__Written task__:
Write out the material below word for word, keeping every line and character unchanged.
+++ Records shown +++
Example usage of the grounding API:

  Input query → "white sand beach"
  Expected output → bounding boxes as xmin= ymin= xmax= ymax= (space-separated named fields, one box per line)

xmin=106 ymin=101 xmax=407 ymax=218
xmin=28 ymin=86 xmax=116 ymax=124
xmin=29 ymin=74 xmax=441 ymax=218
+++
__Result of this task__:
Example usage of the grounding API:

  Input query → "white sand beach"
  Expected output → bounding boxes as xmin= ymin= xmax= ymax= (space-separated named fields, one box per line)

xmin=106 ymin=101 xmax=407 ymax=218
xmin=28 ymin=86 xmax=116 ymax=124
xmin=29 ymin=74 xmax=441 ymax=218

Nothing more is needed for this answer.